Text passage ::
▽
Right now residents and solidarity brigades from all over the country are intensifying recovery efforts, clearing roads, restoring transportation, electricity, and telephone services. Bus transportation and domestic flights are already restored.

Sound trucks cruise the streets urging people to boil drinking water to prevent the spread of infectious diseases. Soldiers and youth groups work to remove rubble and downed trees from the streets. Local authorities have set up radios and TVs in public spaces to keep people up to date on relief efforts. The authorities have also distributed chlorine to sterilize water and prioritized electrical service to essential users like hospitals and bakeries.

Farmers try frantically to drain plantations and salvage as much crops as possible.


Venezuela, which has always been in the forefront of caribbean disaster relief, has already brought 600 tons of aid on the way to both Cuba and Haiti, including nonperishable food, drinking water and heavy machinery. An airlift will operate for at least one week to transfer humanitarian assistance to both countries. The first C-130 aircraft from the Venezuela Air Force with 14 tons of food has already landed in Santiago de Cuba and several ships have left Venezuela in direction of Cuba and Haiti.

Bolivia pledged 120 tons of humanitarian aid, a shipment with 60 tons will be sent on Saturday. Russia also announced an air transport with basic goods and later on will send construction materials to Cuba to restore houses and other facilities destroyed by the hurricane.

The Cuban expatriate community in Miami has offered well-meant advice, proposing for instance reduced custom duties for food imports, reduced taxes on small businesses, and allowing privately run relief organizations to supplement government efforts. The expatriates insist, that a free market-oriented policy would have greatly reduced the storm damage and would enable a faster emergency response.

The response to hurricane Sandy in the USA itself though until now has gone in a completely different direction. President Obama has already pledged federal aid for storm affected areas, which means that precious taxpayer money will be used for tasks, that could as well be done by private enterprises.

It is estimated that FEMA (Federal Emergency Management Agency) has up to 7.6 billion US$ at its disposal and that the US Congress can make a further 7.8 billion US$ available without the need to pass additional legislation.

I can’t help myself but call the US ideologists by their own words with the following closing paragraphs:

Federal disaster relief is in fact a socialist approach unworthy of an advanced free market society. A much more appropriate concept would be the dissolution or privatization of FEMA, which could be bought/replaced by the insurance industry (such a move is indeed seriously considered by US politicians all over the political spectrum). Every individual would be free to buy disaster relief insurance from the cheapest provider, the government would not be involved and would not have to spend tax payers money in case of an emergency.
△
Complete the following ::
**A.** In the hurricane relief passage, how long will the airlift to Cuba and Haiti operate?
**B.** Write out the hurricane relief passage between "Right now residents" and "are already restored.", inclusive.

Spatial localization records:
▽
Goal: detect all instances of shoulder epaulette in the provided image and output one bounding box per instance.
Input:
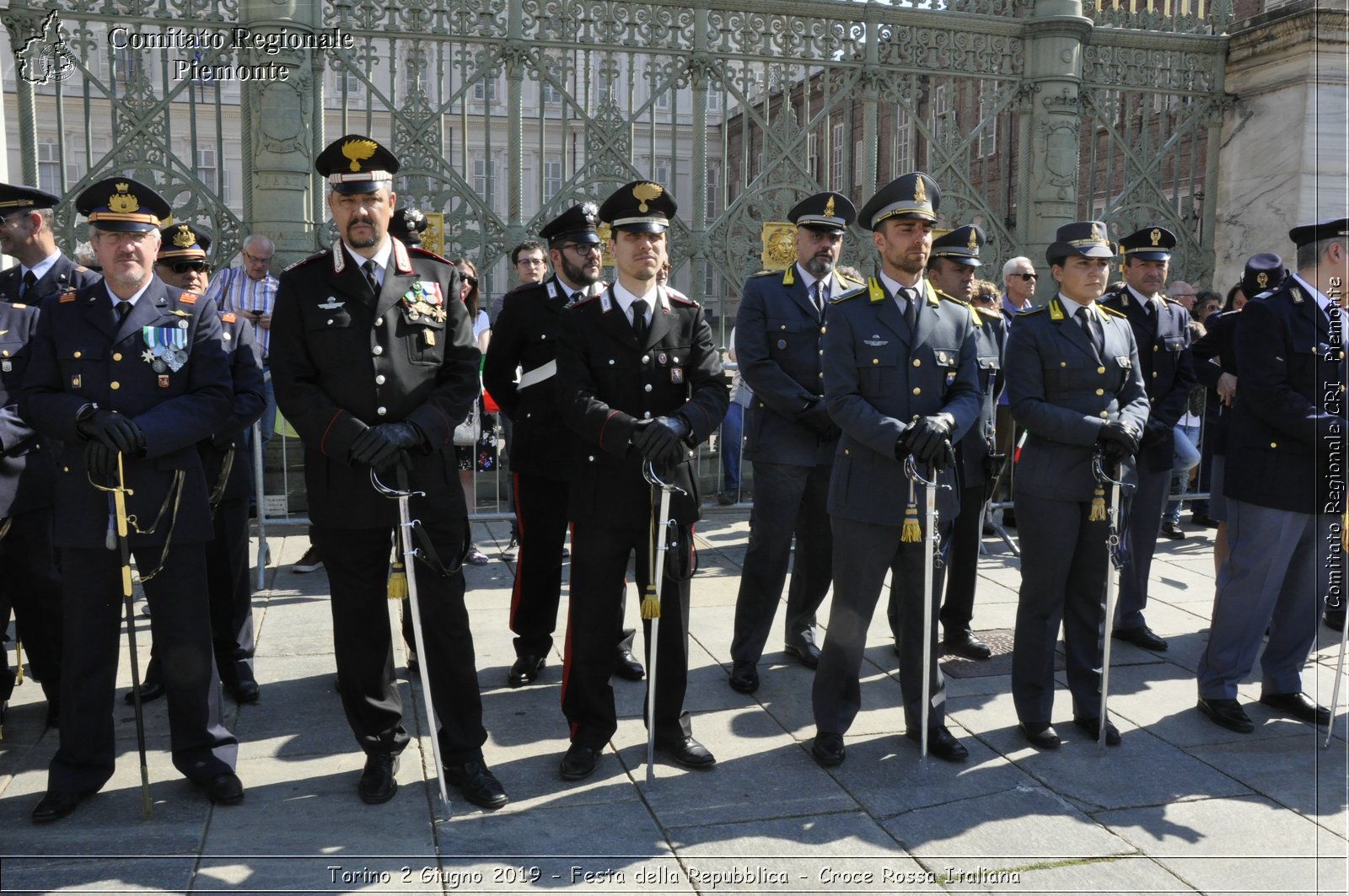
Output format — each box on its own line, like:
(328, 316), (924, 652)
(281, 249), (328, 274)
(407, 245), (454, 265)
(830, 283), (866, 305)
△
Answers in order ::
**A.** At least one week.

**B.**
Right now residents and solidarity brigades from all over the country are intensifying recovery efforts, clearing roads, restoring transportation, electricity, and telephone services. Bus transportation and domestic flights are already restored.